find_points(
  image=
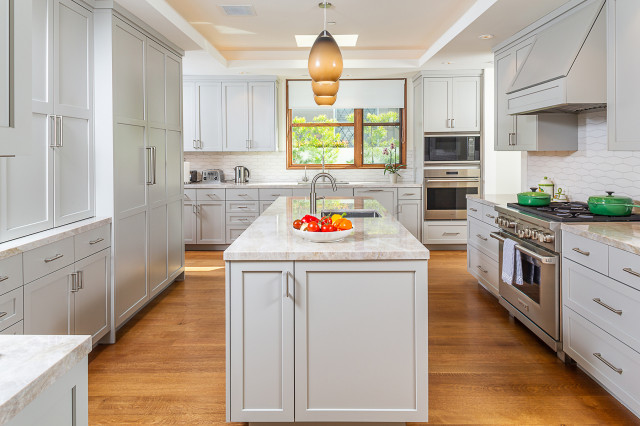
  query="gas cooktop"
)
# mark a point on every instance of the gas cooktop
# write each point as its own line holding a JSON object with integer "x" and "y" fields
{"x": 574, "y": 211}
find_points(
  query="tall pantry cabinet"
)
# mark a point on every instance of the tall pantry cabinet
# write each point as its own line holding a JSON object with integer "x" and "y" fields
{"x": 139, "y": 144}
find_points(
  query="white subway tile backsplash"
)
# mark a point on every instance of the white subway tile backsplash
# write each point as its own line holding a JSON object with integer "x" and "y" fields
{"x": 592, "y": 169}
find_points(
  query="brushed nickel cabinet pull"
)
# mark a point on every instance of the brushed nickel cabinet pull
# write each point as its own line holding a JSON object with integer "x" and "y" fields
{"x": 601, "y": 303}
{"x": 607, "y": 363}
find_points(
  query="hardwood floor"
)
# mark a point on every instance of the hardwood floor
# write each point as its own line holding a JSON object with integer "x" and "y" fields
{"x": 168, "y": 366}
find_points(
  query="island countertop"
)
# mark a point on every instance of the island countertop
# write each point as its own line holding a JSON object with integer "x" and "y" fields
{"x": 271, "y": 236}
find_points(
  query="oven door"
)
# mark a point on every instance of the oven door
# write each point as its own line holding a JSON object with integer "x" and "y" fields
{"x": 447, "y": 198}
{"x": 538, "y": 297}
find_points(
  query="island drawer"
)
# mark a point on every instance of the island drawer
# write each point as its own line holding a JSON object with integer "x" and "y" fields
{"x": 624, "y": 267}
{"x": 243, "y": 194}
{"x": 611, "y": 362}
{"x": 10, "y": 273}
{"x": 216, "y": 194}
{"x": 607, "y": 303}
{"x": 243, "y": 207}
{"x": 584, "y": 251}
{"x": 47, "y": 259}
{"x": 11, "y": 308}
{"x": 267, "y": 194}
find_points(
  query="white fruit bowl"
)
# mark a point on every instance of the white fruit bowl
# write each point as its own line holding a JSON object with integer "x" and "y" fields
{"x": 323, "y": 237}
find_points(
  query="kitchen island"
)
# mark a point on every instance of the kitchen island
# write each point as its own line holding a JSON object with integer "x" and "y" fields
-------------------------
*TASK TO COMPLETE*:
Tally the lines in the records above that contain the string "tile", treating uppercase and lowercase as different, and reply with only the count.

*SOLUTION TO THE EXERCISE*:
2